## Task directions
Rewrite the lines from the one with "Objective — one dot per instance of the shrub" up to and including the one with "[[362, 248]]", requests included, adding -11 to every coordinate in the answers.

## Material provided
╭──
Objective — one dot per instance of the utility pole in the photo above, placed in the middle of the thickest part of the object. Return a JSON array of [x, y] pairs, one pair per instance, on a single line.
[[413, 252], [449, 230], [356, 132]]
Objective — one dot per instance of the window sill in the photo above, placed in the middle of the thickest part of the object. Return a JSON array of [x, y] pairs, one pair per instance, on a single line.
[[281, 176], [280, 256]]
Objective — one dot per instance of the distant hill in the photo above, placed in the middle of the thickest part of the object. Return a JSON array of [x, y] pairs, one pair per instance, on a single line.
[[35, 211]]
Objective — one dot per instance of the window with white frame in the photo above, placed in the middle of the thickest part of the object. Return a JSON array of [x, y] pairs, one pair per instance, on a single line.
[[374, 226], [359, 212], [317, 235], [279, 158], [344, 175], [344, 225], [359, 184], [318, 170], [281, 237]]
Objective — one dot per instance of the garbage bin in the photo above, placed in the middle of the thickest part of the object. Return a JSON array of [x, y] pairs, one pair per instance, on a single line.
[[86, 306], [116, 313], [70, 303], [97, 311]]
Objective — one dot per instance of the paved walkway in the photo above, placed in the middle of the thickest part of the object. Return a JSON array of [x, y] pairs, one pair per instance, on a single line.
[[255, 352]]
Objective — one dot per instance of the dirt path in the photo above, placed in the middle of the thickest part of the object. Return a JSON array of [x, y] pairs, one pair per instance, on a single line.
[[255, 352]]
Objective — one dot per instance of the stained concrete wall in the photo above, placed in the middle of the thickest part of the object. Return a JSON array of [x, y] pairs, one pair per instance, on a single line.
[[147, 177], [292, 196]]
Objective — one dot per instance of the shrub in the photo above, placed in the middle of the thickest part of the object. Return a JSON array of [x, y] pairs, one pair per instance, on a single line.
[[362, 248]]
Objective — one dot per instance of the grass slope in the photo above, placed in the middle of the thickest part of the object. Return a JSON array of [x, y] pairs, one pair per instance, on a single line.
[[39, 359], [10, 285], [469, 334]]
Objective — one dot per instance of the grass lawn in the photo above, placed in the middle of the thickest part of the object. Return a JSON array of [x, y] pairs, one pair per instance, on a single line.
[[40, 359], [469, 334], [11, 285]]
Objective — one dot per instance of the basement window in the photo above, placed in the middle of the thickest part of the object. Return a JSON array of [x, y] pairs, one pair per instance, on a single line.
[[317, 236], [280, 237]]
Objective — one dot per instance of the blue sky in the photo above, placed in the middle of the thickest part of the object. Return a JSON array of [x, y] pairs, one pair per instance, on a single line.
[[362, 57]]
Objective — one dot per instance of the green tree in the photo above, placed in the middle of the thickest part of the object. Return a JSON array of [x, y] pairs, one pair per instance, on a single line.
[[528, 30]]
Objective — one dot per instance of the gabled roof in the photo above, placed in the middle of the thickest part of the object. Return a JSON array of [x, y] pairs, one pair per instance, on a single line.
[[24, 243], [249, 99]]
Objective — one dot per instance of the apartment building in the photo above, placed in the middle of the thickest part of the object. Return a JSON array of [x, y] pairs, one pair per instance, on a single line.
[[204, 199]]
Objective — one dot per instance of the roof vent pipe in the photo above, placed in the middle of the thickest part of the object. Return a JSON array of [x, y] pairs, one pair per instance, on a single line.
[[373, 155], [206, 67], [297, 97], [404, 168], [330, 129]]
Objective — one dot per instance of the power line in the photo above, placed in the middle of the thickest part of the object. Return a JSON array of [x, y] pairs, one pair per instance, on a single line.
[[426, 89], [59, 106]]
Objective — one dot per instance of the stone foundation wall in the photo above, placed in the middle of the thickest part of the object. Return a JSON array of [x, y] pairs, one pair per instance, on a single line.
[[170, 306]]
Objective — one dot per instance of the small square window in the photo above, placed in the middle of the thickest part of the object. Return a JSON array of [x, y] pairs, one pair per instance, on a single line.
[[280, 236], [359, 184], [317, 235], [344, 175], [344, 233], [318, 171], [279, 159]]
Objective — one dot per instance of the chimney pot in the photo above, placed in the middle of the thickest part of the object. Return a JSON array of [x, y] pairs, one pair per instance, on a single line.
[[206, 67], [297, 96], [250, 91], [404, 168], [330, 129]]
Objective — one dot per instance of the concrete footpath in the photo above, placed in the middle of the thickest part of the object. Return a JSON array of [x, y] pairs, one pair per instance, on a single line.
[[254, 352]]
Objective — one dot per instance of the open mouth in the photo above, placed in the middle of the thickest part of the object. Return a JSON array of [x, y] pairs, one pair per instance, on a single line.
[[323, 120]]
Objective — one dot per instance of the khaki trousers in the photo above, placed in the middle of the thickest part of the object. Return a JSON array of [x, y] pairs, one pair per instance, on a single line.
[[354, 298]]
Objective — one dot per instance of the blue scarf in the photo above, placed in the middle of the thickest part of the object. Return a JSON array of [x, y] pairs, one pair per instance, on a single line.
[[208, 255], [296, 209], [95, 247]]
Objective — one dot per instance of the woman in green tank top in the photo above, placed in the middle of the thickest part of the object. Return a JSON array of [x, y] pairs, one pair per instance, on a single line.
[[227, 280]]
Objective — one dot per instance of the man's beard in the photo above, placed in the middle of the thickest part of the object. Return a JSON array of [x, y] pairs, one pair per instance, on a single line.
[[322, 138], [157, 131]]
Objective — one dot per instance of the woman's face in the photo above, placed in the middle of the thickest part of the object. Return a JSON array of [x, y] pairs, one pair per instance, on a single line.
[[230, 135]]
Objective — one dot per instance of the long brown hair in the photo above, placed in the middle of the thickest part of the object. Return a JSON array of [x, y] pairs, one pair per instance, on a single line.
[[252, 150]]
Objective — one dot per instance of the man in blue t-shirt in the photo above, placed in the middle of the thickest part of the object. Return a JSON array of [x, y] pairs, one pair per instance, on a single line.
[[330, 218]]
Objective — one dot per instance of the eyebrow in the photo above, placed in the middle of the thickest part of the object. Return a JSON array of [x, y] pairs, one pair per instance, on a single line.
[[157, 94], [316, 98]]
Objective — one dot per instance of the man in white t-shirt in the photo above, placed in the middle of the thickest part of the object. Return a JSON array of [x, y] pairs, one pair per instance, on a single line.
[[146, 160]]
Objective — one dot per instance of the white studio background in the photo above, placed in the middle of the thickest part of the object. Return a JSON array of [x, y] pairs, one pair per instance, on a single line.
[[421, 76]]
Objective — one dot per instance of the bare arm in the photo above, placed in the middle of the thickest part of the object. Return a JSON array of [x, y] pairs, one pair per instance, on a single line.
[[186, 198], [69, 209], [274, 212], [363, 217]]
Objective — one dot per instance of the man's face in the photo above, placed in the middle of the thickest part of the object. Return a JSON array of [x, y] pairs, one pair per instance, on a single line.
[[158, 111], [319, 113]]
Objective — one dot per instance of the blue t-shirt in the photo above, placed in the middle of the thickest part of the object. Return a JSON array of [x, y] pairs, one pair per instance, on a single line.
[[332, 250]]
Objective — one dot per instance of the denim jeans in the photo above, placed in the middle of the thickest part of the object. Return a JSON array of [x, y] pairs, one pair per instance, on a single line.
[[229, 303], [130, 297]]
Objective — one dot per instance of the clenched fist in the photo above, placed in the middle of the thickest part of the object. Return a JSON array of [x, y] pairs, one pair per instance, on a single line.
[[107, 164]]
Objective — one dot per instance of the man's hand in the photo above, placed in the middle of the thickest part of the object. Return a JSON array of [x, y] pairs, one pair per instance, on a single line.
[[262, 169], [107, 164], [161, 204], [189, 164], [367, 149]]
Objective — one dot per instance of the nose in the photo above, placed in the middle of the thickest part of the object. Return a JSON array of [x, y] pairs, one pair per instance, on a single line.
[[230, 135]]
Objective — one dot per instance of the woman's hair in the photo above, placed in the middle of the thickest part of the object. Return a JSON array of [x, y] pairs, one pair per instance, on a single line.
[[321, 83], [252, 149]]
╰──
## Written answer
Objective — one dot per instance of the shrub in the photo above, placed in the middle of the thickest part of the object. Return a JSON array of [x, y] pairs, one pair per instance, on a single line.
[[351, 237]]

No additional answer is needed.